Copy every line from the rows below that contains the word "indicate". Case counts, so skip any line where the letters differ in case.
[start Dataset entries]
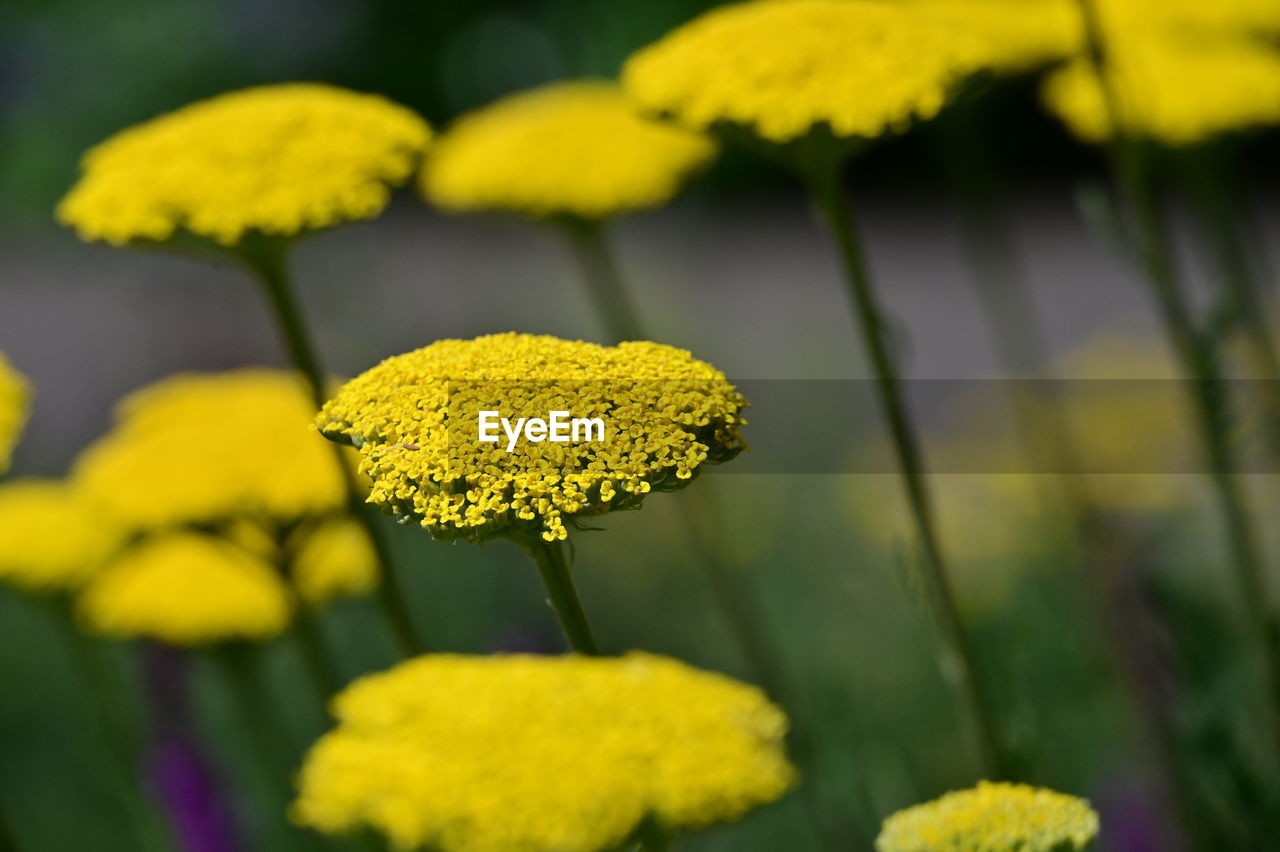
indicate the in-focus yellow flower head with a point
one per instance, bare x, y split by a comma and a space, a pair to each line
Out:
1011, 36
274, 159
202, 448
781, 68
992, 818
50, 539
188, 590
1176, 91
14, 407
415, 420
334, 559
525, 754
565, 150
[end Dataset entries]
[start Dataset entries]
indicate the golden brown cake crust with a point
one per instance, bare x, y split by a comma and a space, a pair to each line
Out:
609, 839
[end Dataset entries]
▸ **Solution**
indicate the in-focus yellow flower head with a point
indicate the golden brown cake crust with a point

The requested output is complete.